It is right there, front and center.
I for one welcome a future with no more "Editors are L4M3455 D00DZ" posts!
watashi wa bengoshi dewa arimasen!
The only way to explain this is that Captain Archer was sent here from the future to ensure the time line. He must convince some Trekkies that the Star Trek Universe will actually happen. Without a second season, Cochrane's grandfather will never buy the T'Pal doll that will later inspire Cochrane to finally finish college and develop the warp drive. Otherwise, there will be a fork causing an instability in the fabric of space and time, leading to a new show: Babelstar Androgenous.
You raise a point- one of the worst natural disasters on record happened not three months ago, and we have people pledging money in the MILLIONS OF DOLLARS for a commercial TV show to stay on the air. Give me a break. What about 3 Million for education? Scientific research? Hell, even Iraqi freedom!
To quote Milo Bloom in response to Opus the Penguin spending $79 on shoes for walking in a mall: You realize this is why the Roman Empire fell
The next week I tried to build one using all my wind up toys, string and the legs of the kitchen table
Could it run Linux?
First off, you are mistaken about the logical end-point of the grandparents "thought". Since we are working under conditions of diminishing returns, it makes sense to spread money/effort between a number of different problems - so even if AIDS is more important as a health problem than cancer, we still want to spend money on both of them.

— Set of tasks —
a: In the comment thread, how much did Opus the Penguin spend on shoes for walking in a mall?
b: Continue the comment thread from the end of its last sentence.
You won't need the records for anything here.

— Records taken from a dataset —
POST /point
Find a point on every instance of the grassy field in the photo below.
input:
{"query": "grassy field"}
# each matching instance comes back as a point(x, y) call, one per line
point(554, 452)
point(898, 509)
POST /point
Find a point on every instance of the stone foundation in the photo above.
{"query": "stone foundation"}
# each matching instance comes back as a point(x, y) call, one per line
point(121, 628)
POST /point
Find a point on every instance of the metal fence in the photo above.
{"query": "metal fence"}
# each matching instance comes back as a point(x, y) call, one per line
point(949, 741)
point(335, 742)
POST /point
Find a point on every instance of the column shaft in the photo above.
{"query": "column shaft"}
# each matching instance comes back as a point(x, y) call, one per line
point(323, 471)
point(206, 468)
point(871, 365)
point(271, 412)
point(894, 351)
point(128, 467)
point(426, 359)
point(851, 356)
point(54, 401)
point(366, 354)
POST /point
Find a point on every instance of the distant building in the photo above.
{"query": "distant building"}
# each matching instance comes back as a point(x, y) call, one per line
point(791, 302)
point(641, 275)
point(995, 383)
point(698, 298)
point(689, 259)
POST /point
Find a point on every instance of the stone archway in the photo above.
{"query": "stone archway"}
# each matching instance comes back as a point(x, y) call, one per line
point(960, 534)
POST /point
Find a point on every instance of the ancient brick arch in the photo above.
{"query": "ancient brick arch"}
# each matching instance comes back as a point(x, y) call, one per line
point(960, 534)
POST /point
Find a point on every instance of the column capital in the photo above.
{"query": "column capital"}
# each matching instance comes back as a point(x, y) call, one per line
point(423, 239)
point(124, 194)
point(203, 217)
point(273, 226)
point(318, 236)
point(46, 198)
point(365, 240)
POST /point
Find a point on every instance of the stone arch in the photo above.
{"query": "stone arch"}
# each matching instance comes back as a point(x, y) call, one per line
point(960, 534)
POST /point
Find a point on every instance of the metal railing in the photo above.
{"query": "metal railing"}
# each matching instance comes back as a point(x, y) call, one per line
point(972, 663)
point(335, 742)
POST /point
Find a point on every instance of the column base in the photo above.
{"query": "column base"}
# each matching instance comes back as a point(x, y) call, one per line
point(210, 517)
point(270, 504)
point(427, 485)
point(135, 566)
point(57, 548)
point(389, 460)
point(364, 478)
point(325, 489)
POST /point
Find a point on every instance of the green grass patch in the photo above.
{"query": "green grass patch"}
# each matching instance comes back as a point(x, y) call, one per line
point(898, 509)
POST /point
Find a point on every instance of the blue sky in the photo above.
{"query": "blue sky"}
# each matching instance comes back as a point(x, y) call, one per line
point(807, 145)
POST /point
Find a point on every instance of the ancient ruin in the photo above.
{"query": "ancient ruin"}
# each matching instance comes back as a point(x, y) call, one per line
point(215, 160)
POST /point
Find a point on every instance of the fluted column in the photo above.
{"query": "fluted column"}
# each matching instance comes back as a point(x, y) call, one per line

— Answers in order —
a: $79

b:
Secondly, the argument is not only that there are many causes more worthy of their several million dollars, but that this particular cause has no worthy or socially redeeming value at all! They are using donations to prop up a for-profit enterprise (ahyuck! I made a funny!). If they wanted to take that money, produce a sci-fi show, and give it away to the general public, that would be worthy.
The good and new comes from no quarter where it is looked for, and is always something different from what is expected.
I for one was begging for this show to be cancelled after the first few episodes.
And I don't hate Trek. I'm a huge fan of ST:TOS. I liked what little I saw of ST:TNG and ST:V. Never cared for ST:DS9 (Hey, let's sit here and wait for adventure to come *to us*!), but I know lots of people who did.
But ST:E? Feh! When the communications officer whined for the first couple of episodes, I thought, "Uhhh...aren't there a million qualified people who would *kill* for this post? Step down and get out of the way!" But when the captain (whom I loved in Quantum Leap and was really geeked about seeing in SF TV again) took his *dog* down to the first alien world they encountered...I just gave up.
This show blew chunks from the get-go.
Where were those big checks when Firefly needed them? Now *that* was some inspiring space TV. And a hell of a lot more entrepreneurial in spirit than the Treks.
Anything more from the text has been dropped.